> **Задание 1**
Дословно процитируйте часть отрывка о Байроне: начните с фрагмента, содержащего слова «Некоторые несдержанные замечания», и остановитесь после слов «Байрона в Ливорно.».
> **Задание 2**
Сколько экземпляров «Вернера» было вскоре продано, согласно отрывку о Байроне?

[Выбранный отрывок]

Некоторые несдержанные замечания Уэбстера о его внешности вынудили Байрона сесть на диету, которой он строго придерживался зимой и летом. Ему пришлось соблюдать режим после перенесенной в Леричи болезни. В хорошую погоду он ездил верхом, но зимой в каменном доме с холодными полами и высокими потолками было холодно. Байрон редко ужинал вне дома, обычно с мистером Хиллом, британским послом, или с близким ему по духу банкиром Чарльзом Ф. Барри, генуэзским партнером «Уэбба и Ко», который вел дела Байрона в Ливорно.
Отношения Байрона с Терезой оставались прежними, но она ощущала, что он отдаляется от нее, и это причиняло ей душевную боль. Она навещала его только по приглашению, а в остальное время Байрон предпочитал обедать и ужинать один, особенно когда был на диете. В хорошую погоду они вместе гуляли в саду. Возможно, иногда Терезе хотелось более ярких впечатлений. Ей было всего двадцать три года, а Байрону почти тридцать пять, но он чувствовал себя семидесятилетним стариком. Однако Тереза уже сделала свой выбор и не жалела о нем. Она привыкла к жизни Байрона и приходила к нему, когда он желал.
Несмотря на испортившиеся отношения с Байроном, Ли Хант в начале декабря отослал в Англию второй номер «Либерала». Байрон просил Меррея передать все рукописи Ханту, но тот уже напечатал две тысячи экземпляров «Вернера» и «Неба и земли». Опасаясь, что последняя поэма повторит судьбу «Каина», Меррей пожертвовал выгодной публикацией и поспешил издать «Вернера», предоставив Ханту право издать более опасную поэму. «Вернер», основанный на сюжете немецкой мелодрамы, но с байроновскими героями, был вскоре продан в количестве шести тысяч экземпляров. Байрону было все равно, и Хант с радостью поместил во втором номере журнала поэму «Небо и земля».
Когда появилась весть о том, что Джон Хант должен предстать перед судом за публикацию «Видения суда», Байрон предложил ему свои услуги и даже выразил желание, если понадобится, ехать в Англию и выступить на суде. Но Хобхаусу он написал: «…случилось то, что ты предсказывал. Из-за самых лучших побуждений я попал в переделку, а ведь хотел угодить этим ханжам».

[/Выбранный отрывок]
[Исходные данные]

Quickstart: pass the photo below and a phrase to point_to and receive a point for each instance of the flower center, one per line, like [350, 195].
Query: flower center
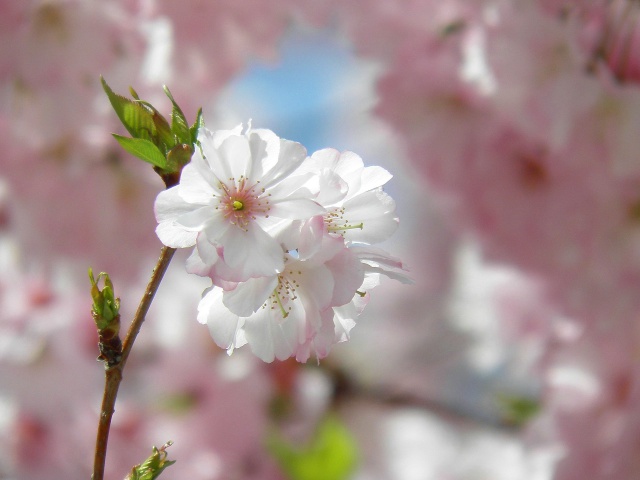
[285, 293]
[337, 223]
[242, 201]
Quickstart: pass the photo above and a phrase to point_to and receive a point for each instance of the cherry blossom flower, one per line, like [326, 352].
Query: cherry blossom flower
[278, 314]
[235, 189]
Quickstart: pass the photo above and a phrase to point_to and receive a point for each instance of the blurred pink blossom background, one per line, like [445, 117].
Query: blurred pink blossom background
[510, 128]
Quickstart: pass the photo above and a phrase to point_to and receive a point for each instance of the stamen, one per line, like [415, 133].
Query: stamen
[284, 313]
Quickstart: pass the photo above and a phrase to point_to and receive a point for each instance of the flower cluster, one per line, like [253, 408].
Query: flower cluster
[285, 238]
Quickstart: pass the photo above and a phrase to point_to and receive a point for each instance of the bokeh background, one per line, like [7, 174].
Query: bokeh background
[511, 129]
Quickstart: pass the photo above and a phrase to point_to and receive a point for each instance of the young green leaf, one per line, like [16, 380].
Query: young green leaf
[143, 149]
[331, 455]
[195, 128]
[179, 125]
[153, 466]
[136, 117]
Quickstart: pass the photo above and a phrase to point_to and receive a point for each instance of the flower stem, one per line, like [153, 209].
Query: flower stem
[113, 374]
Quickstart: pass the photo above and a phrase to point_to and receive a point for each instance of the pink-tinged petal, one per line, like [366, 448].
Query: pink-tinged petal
[321, 342]
[207, 251]
[252, 251]
[348, 275]
[169, 205]
[317, 283]
[344, 320]
[217, 226]
[296, 209]
[249, 296]
[195, 265]
[375, 210]
[196, 219]
[235, 156]
[310, 239]
[223, 324]
[175, 236]
[268, 337]
[373, 177]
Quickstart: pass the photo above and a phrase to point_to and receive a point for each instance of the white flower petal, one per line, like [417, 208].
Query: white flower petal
[196, 219]
[252, 252]
[207, 251]
[235, 157]
[223, 324]
[175, 236]
[296, 209]
[268, 337]
[376, 211]
[348, 275]
[198, 184]
[373, 177]
[249, 296]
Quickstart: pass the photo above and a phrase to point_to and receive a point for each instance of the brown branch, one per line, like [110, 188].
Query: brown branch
[113, 374]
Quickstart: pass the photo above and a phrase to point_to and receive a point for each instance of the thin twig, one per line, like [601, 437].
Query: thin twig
[113, 375]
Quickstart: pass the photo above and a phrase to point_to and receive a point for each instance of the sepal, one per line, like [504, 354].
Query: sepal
[153, 466]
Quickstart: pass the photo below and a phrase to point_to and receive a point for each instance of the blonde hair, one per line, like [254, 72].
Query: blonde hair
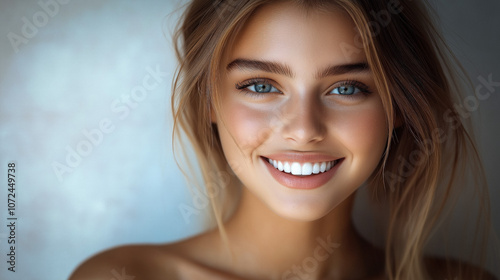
[418, 81]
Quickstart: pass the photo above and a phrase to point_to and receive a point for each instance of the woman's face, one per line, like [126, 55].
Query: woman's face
[298, 94]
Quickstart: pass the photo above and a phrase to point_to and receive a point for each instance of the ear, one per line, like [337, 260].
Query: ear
[213, 116]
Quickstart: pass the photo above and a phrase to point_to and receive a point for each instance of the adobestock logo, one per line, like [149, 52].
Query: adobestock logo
[39, 19]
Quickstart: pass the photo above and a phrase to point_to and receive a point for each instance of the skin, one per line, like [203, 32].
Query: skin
[277, 232]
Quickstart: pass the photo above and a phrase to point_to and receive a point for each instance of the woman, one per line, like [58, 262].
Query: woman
[291, 106]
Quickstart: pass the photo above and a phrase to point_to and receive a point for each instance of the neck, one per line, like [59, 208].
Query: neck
[267, 244]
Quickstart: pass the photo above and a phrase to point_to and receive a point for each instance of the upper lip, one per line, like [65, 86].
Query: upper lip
[301, 157]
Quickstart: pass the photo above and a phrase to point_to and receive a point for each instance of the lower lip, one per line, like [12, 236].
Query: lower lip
[301, 182]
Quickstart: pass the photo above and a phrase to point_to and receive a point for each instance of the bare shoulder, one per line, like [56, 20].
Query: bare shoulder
[129, 262]
[192, 258]
[453, 269]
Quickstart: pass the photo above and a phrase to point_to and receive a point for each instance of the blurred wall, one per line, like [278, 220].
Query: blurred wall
[85, 116]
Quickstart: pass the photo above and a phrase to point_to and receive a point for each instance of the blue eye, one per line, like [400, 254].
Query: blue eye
[262, 88]
[346, 90]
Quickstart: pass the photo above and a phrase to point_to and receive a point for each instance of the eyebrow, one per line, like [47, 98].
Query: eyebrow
[282, 69]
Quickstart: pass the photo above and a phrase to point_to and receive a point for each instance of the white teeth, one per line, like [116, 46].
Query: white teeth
[316, 168]
[322, 167]
[307, 168]
[302, 169]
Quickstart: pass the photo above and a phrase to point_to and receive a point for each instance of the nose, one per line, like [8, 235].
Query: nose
[303, 123]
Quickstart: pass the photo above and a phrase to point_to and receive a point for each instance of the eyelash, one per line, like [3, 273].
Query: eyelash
[242, 86]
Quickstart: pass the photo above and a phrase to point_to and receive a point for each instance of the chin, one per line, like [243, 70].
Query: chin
[306, 209]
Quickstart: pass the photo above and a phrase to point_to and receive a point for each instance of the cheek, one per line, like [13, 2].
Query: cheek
[363, 133]
[243, 129]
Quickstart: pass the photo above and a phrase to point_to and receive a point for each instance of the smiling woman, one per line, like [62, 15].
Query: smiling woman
[300, 103]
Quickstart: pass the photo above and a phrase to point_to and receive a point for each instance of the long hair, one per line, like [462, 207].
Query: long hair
[429, 146]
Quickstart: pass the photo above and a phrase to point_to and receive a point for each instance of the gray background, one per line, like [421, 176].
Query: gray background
[66, 78]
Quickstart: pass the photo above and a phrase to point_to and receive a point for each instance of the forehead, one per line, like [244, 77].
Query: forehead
[289, 33]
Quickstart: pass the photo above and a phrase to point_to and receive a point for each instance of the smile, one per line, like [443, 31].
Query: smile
[302, 172]
[302, 169]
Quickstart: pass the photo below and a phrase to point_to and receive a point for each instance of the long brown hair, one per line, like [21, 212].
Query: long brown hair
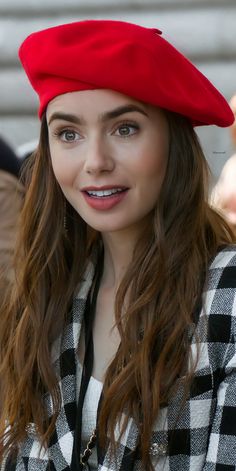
[164, 282]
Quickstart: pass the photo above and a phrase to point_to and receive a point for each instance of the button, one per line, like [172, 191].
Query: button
[158, 449]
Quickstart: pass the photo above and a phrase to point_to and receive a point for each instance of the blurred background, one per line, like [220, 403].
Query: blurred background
[204, 30]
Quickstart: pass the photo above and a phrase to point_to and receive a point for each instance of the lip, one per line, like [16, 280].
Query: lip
[104, 187]
[107, 202]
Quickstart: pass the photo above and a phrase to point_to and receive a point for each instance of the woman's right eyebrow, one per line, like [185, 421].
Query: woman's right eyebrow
[106, 116]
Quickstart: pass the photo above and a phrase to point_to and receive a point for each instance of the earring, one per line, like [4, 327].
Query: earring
[65, 218]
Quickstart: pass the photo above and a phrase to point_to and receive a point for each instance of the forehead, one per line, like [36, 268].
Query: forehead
[94, 100]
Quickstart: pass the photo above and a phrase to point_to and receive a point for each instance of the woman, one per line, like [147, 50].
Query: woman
[117, 347]
[223, 196]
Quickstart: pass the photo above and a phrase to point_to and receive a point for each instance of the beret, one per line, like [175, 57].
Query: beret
[124, 57]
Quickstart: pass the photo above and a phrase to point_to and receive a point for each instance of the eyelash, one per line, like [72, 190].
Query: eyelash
[59, 132]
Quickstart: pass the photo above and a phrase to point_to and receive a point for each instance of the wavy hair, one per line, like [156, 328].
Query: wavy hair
[162, 284]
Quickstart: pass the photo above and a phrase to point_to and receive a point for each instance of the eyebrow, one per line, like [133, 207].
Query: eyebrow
[108, 115]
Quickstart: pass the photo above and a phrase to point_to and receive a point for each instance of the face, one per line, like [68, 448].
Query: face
[109, 155]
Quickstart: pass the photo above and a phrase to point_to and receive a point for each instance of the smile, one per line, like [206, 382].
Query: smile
[104, 193]
[104, 199]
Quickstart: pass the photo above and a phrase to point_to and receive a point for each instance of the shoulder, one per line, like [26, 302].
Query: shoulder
[222, 270]
[219, 297]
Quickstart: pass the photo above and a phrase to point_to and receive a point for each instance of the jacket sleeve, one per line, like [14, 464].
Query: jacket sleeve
[221, 453]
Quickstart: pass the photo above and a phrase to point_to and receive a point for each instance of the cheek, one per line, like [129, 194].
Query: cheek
[64, 170]
[153, 163]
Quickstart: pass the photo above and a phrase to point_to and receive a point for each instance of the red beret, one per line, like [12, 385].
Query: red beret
[124, 57]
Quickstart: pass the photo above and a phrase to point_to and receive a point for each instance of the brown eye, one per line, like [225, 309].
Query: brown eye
[126, 130]
[69, 136]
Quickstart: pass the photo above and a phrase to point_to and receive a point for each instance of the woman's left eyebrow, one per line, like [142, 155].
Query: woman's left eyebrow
[106, 116]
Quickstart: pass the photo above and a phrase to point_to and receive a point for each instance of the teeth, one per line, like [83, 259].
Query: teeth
[101, 193]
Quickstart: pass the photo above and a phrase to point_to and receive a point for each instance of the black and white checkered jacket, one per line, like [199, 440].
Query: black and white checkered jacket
[204, 437]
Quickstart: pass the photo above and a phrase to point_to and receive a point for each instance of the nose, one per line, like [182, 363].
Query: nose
[98, 158]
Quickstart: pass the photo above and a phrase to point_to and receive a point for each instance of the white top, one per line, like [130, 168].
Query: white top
[89, 415]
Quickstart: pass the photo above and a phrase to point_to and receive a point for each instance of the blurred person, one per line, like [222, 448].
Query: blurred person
[223, 196]
[118, 343]
[232, 104]
[11, 200]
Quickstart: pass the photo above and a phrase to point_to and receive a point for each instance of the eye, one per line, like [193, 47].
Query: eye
[127, 129]
[68, 135]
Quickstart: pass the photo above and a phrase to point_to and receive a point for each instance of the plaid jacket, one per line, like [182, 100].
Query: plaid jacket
[204, 437]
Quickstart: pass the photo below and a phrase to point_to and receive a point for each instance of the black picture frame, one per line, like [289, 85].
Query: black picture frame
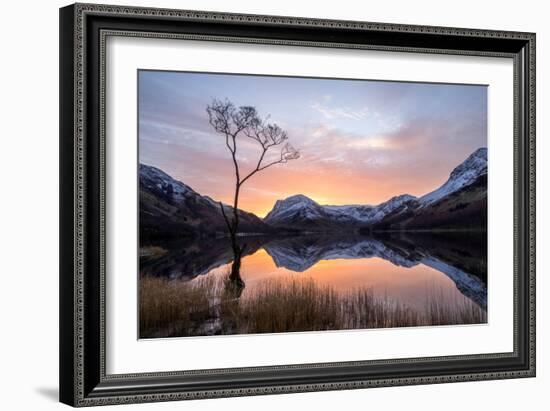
[83, 29]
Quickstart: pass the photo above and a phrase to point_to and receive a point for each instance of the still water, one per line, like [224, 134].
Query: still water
[409, 269]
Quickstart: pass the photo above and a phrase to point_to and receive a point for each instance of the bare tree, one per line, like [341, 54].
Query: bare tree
[244, 122]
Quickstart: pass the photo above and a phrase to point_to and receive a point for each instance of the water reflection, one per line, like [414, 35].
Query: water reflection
[404, 267]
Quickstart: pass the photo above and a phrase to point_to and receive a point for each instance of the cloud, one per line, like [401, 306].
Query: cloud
[332, 113]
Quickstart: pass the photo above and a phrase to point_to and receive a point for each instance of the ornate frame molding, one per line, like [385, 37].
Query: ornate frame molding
[83, 378]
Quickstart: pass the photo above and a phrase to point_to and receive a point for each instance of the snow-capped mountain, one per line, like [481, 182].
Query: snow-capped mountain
[171, 208]
[157, 181]
[463, 175]
[299, 211]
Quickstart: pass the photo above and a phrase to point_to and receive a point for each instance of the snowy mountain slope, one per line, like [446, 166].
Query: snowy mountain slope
[463, 175]
[302, 212]
[171, 208]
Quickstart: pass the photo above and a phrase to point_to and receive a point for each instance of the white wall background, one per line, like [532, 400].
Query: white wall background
[29, 204]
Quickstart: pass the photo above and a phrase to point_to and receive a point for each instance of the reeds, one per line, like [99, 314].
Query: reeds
[203, 307]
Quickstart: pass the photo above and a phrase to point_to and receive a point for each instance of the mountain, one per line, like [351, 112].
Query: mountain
[302, 212]
[460, 202]
[169, 208]
[465, 174]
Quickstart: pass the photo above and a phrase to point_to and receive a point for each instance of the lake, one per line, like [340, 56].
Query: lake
[414, 271]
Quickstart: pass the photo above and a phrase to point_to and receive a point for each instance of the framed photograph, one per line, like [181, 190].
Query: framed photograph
[261, 204]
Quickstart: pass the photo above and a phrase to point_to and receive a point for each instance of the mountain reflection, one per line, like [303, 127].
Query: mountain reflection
[459, 256]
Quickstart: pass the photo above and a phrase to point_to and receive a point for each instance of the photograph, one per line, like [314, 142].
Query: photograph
[276, 204]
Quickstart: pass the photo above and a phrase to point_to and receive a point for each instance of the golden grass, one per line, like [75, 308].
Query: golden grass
[202, 307]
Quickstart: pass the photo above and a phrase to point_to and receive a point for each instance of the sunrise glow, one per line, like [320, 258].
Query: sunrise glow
[361, 142]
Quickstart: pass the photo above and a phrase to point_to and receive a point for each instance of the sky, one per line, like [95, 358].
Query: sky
[360, 141]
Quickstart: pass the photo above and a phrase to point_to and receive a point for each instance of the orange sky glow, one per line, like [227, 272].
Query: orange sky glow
[361, 142]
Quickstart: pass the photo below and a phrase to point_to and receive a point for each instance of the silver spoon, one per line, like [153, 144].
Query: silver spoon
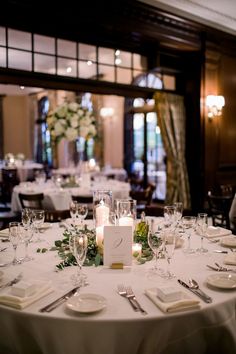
[194, 285]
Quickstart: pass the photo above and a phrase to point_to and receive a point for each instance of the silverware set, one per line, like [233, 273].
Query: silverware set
[220, 268]
[128, 293]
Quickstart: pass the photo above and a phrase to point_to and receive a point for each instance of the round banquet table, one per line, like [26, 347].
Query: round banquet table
[117, 328]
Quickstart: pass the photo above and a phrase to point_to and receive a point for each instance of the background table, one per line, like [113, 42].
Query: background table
[117, 328]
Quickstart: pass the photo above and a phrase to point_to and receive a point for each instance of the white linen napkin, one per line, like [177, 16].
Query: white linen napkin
[185, 303]
[230, 258]
[213, 231]
[4, 233]
[17, 302]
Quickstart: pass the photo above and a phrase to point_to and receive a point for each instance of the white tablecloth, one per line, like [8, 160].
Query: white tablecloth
[117, 328]
[59, 199]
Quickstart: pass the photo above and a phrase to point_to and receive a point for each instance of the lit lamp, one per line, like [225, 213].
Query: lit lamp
[214, 104]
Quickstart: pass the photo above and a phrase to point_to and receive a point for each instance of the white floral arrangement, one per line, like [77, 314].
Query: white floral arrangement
[70, 121]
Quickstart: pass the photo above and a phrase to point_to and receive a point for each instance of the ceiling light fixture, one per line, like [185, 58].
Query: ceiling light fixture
[214, 105]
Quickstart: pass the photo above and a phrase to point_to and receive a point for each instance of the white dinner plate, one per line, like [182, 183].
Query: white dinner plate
[222, 281]
[86, 303]
[229, 241]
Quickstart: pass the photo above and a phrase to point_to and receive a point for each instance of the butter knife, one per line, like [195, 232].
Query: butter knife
[59, 301]
[203, 296]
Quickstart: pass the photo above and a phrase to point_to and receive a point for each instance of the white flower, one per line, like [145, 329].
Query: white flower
[71, 121]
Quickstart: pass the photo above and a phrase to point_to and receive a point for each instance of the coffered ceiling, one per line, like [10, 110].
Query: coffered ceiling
[219, 14]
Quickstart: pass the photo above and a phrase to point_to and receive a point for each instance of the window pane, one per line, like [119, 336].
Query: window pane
[66, 67]
[87, 71]
[106, 56]
[139, 62]
[44, 64]
[124, 76]
[66, 48]
[125, 58]
[3, 57]
[87, 52]
[169, 82]
[44, 44]
[19, 39]
[106, 73]
[19, 60]
[2, 36]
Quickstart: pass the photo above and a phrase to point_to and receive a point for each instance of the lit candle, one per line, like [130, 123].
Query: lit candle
[102, 214]
[136, 250]
[99, 236]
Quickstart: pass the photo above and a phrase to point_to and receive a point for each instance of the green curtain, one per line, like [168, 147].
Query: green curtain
[171, 119]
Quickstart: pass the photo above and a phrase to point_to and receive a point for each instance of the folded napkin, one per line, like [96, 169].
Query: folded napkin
[230, 258]
[4, 233]
[185, 303]
[17, 302]
[213, 231]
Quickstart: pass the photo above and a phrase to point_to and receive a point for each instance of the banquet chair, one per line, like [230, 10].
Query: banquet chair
[56, 215]
[32, 201]
[83, 199]
[219, 207]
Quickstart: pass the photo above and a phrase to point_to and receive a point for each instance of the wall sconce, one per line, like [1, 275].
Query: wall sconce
[214, 104]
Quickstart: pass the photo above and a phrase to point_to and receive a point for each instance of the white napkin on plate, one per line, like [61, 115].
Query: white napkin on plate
[230, 258]
[213, 231]
[185, 303]
[17, 302]
[4, 233]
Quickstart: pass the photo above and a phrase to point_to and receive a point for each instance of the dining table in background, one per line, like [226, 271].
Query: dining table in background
[117, 328]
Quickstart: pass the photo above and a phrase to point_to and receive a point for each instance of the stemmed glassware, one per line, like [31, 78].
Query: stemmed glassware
[14, 237]
[82, 211]
[78, 243]
[38, 217]
[73, 210]
[169, 237]
[26, 234]
[155, 241]
[188, 223]
[202, 223]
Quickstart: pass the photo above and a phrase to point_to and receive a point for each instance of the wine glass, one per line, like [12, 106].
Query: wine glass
[14, 237]
[78, 243]
[155, 241]
[188, 223]
[202, 223]
[26, 234]
[73, 210]
[82, 211]
[169, 237]
[38, 217]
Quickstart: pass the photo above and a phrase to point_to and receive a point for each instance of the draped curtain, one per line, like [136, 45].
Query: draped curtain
[171, 119]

[/Исходные данные]

> **Ответ 1**
Некоторые несдержанные замечания Уэбстера о его внешности вынудили Байрона сесть на диету, которой он строго придерживался зимой и летом. Ему пришлось соблюдать режим после перенесенной в Леричи болезни. В хорошую погоду он ездил верхом, но зимой в каменном доме с холодными полами и высокими потолками было холодно. Байрон редко ужинал вне дома, обычно с мистером Хиллом, британским послом, или с близким ему по духу банкиром Чарльзом Ф. Барри, генуэзским партнером «Уэбба и Ко», который вел дела Байрона в Ливорно.

> **Ответ 2**
Шесть тысяч экземпляров.